Records for this exercise Start Marker

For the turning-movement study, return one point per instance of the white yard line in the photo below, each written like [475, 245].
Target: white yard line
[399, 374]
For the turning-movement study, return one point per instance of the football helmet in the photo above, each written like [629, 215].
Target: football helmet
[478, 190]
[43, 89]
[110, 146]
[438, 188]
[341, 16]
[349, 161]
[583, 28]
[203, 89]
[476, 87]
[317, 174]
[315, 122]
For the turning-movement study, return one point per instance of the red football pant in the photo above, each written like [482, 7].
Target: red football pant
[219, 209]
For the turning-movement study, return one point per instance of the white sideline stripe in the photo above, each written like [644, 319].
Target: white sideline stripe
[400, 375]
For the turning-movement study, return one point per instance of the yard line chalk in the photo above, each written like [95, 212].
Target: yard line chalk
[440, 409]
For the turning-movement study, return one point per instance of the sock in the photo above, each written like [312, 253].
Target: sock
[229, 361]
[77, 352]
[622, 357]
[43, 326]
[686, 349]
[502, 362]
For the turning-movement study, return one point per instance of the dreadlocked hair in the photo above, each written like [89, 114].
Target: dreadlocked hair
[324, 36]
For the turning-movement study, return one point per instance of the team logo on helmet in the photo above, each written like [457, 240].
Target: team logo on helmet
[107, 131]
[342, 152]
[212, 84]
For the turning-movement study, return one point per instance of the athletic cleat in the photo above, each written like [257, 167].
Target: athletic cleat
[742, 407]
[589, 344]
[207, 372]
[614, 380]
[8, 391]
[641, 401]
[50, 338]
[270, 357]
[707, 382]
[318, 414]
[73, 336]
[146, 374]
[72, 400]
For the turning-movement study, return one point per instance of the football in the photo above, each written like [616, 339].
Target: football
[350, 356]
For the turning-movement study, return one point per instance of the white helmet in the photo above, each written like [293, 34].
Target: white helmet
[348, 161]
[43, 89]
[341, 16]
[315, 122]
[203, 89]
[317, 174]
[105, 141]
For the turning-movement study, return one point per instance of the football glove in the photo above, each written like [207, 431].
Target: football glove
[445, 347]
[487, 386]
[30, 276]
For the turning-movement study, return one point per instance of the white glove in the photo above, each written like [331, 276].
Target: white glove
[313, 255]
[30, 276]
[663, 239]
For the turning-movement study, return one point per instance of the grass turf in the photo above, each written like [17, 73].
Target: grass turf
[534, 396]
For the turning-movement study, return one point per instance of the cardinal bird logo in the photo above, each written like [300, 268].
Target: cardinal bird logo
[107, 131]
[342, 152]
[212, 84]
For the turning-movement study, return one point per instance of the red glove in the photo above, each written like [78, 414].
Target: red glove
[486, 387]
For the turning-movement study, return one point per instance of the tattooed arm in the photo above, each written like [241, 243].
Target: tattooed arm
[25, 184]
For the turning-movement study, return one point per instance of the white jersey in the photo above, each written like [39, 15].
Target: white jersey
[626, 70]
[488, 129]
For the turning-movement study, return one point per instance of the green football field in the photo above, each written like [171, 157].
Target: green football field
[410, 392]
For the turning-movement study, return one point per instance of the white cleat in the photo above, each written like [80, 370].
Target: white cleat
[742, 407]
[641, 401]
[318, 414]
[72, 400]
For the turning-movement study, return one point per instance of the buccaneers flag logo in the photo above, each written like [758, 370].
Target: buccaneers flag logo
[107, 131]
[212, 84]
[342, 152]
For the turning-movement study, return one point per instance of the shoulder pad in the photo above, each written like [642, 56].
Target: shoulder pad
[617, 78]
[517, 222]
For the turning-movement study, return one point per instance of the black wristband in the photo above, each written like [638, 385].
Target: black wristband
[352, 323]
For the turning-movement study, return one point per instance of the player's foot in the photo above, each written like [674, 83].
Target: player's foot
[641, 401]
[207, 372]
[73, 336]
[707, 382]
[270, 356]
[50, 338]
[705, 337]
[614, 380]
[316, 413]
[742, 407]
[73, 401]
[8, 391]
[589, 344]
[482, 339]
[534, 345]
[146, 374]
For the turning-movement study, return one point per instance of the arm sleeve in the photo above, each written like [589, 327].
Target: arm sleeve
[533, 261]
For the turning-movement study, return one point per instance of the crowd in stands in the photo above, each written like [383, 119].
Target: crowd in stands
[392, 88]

Records for this exercise End Marker

## Instructions for the task
Write the data back out verbatim.

## Answer to this exercise
For the turning-movement study, return one point per instance of the white yard line in the photo below, each written like [475, 245].
Target: white yard line
[399, 374]
For the turning-movement study, return one point per instance of the football helmet in the photo above, each written like [629, 215].
Target: football helmet
[478, 190]
[43, 89]
[110, 146]
[438, 188]
[341, 16]
[349, 161]
[583, 28]
[203, 89]
[476, 87]
[317, 174]
[315, 122]
For the turning-movement study, return one point per instance of the red football pant in the photo above, each written like [482, 7].
Target: red football pant
[219, 209]
For the turning-movement study, return one point per instance of the white sideline stripe in the photo above, each written like [644, 319].
Target: white sideline stripe
[400, 375]
For the turning-movement study, return one point per instance of the yard line chalk in the photo above, each written like [95, 212].
Target: yard line chalk
[440, 409]
For the turning-movement study, return one point per instance of the sock in the photo above, each written like [312, 253].
Target: sock
[229, 361]
[77, 352]
[622, 357]
[43, 326]
[686, 349]
[502, 362]
For the turning-movement study, return one point per instance of the dreadlocked hair in the photo above, each written like [89, 114].
Target: dreadlocked hair
[324, 36]
For the turning-movement study, return one point per instance of the team logo on helmet in the photo above, each written like [457, 240].
Target: team logo on helmet
[107, 131]
[342, 152]
[212, 84]
For the turning-movement study, return one point per instance of the athletic cleat in the photo above, each written like [257, 167].
Target: athletic cleat
[742, 407]
[589, 344]
[207, 372]
[614, 380]
[8, 391]
[641, 401]
[50, 338]
[270, 357]
[707, 382]
[318, 414]
[73, 336]
[146, 374]
[72, 400]
For the turning-movement study, return one point per instance of the football in the photo above, each written like [616, 339].
Target: football
[350, 356]
For the turning-movement study, return one point per instance of the white helmet in the photo above, each written like [293, 34].
Target: white helmet
[348, 161]
[43, 89]
[341, 16]
[315, 122]
[203, 89]
[317, 174]
[105, 141]
For the turning-movement study, return one point per instance of the football glove in the photo above, each written like [207, 431].
Target: football glove
[445, 347]
[487, 386]
[30, 276]
For the turning-movement study, return one point per instance of the white glove in the photo above, each written like [331, 276].
Target: white glove
[313, 255]
[30, 276]
[663, 239]
For the turning-movement study, return one point per instance of the grass turf in the photo above, each written like [17, 73].
Target: grass turf
[534, 396]
For the turning-movement study, return one point per instance of the cardinal bird logo in the photo above, each written like [300, 268].
Target: cardinal bird logo
[107, 131]
[342, 152]
[212, 84]
For the turning-movement study, return one point per instance of the red glove in the photo above, each written like [78, 414].
Target: red glove
[486, 387]
For the turning-movement study, return one point per instance of the tattooed arm in the photo above, each written like [241, 243].
Target: tattooed arm
[25, 184]
For the turning-movement study, return one point per instance of the white jersey in the photo above, each written like [39, 15].
Target: white jersey
[626, 70]
[488, 129]
For the turning-movement study, return one point per instance of the green football field in the photo above, each written like [171, 157].
Target: green football field
[410, 392]
For the turning-movement study, return one point per instance of the white cleat in the photo above, each written like [80, 370].
Target: white cleat
[742, 407]
[641, 401]
[318, 414]
[72, 400]
For the turning-movement study, return one point per instance of the buccaneers flag logo in the photo above, each written like [758, 370].
Target: buccaneers flag logo
[107, 131]
[212, 84]
[342, 152]
For the turning-movement study, return one point per instance of the shoulder pad in the photo above, each written like [642, 56].
Target: shoulder pad
[617, 78]
[517, 222]
For the turning-movement study, return one point per instance of the black wristband in the photo above, each written like [638, 385].
Target: black wristband
[352, 323]
For the turning-movement study, return one point per instance of the player's foot in the photo above, each written like [674, 83].
Target: player's foot
[641, 401]
[207, 372]
[73, 336]
[707, 382]
[270, 356]
[50, 338]
[705, 337]
[614, 380]
[316, 413]
[742, 407]
[73, 401]
[8, 391]
[589, 344]
[482, 339]
[534, 345]
[146, 374]
For the turning-movement study, return one point per instance of the arm sleeve in the photo above, each written like [589, 327].
Target: arm sleeve
[533, 261]
For the turning-movement study, return one point per instance of the crowd in stands in the photo above, each written like [383, 119].
Target: crowd in stands
[392, 88]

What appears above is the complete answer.